Directive A
Answer these from the table saw outlet thread:
(i) How many years has wapakfred had a saw on a ceiling drop, and in how many shops?
(ii) What does TheFridge say to always use when plugging something into the ceiling?
(iii) Where in the room does the first post say the table saw sits?
Directive B
Echo the entries word for word, starting with the line that contains "target | car side mirror" and going on through the final line of the entries, with both of those lines included.

---------- Quoted passage

# Where should I install the electrical outlet for my table saw?



## intelligen (Dec 28, 2009)

Hey everyone,

I have the electricians at my house right now wiring the garage. I was planning to have them drop the 220v for my table saw from the middle of the ceiling since that's where the saw will be located. Just now I realized it could be tricky though getting exactly the right location because otherwise the power cable will interfere with outfeed material. Does it make more sense to drop the cable from the ceiling further to the left or right side of the saw? Or should I just have them put the outlet on the wall, and get some sort of guard to cover the cord so it doesn't get run over when I move my lumber cart around?

As you can see in this sketchup shot, the table saw is pretty much in the exact middle of the room:


----------



## wapakfred (Jul 29, 2011)

I've had mine on a ceiling drop for the last 24 years in 2 different shops. Yeah, a floor receptacle would be better, but if the concrete is already there….... Anyway, put it just to the right to come down just at the end of the right side extension (or close). If you happen to add DC later, that's probably will it will be as well. The only thing this has interfered with (for me) over the years was when I had my router table in the right extension. I moved to a dedicated RT which solved that. I'd have a twist lock receptacle put in the ceiling to hold the plug.


----------



## timbit2006 (Jan 6, 2012)

I've never really needed to use the right side of a tablesaw past the fence rails for anything. You could get the cable a bit longer and put a bracket on the ceiling to get the exact positioning.


----------



## TheFridge (May 1, 2014)

What they said. Always use a twist lock receptacle when plugging something into the ceiling, and a Kellums grip hanger if possible to take the strain off the cord and receptacle. Plus you can put the kellumsright where you want it to drop. Or a bracket to hang the wire from. Whatever floats your boat.


----------



## intelligen (Dec 28, 2009)

Thanks for the suggestions!

Just to clarify a little bit (since I don't know much about this stuff), you guys are saying to have the electricians put in a normal twist lock receptacle instead of having the wire drop directly from the ceiling, then I should add an extension cord and bracket/Kellems hanger that I can then plug the table saw into? Or do I get a really long cord for the tablesaw, plug that into the ceiling outlet along with the strain relief, and replace the cord that came with the tablesaw?


----------



## a1Jim (Aug 9, 2008)

If you have a wooden floor have them put it there.


----------



## wapakfred (Jul 29, 2011)

--------------------
---------- Data for this exercise

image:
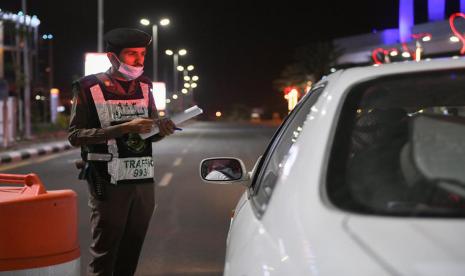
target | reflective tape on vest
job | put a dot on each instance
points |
(110, 111)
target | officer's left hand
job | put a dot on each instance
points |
(166, 126)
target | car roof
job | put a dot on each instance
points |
(357, 74)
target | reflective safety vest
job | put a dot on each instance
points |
(130, 156)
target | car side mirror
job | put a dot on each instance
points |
(223, 170)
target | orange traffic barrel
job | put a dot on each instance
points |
(38, 228)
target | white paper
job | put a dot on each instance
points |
(177, 119)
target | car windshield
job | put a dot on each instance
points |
(371, 169)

--------------------

Expected output A
(i) 24 years, in 2 different shops.
(ii) A twist lock receptacle.
(iii) Pretty much in the exact middle of the room.

Expected output B
target | car side mirror
job | put a dot on each instance
points |
(223, 170)
target | orange traffic barrel
job | put a dot on each instance
points |
(38, 228)
target | white paper
job | put a dot on each instance
points |
(177, 119)
target | car windshield
job | put a dot on each instance
points |
(371, 169)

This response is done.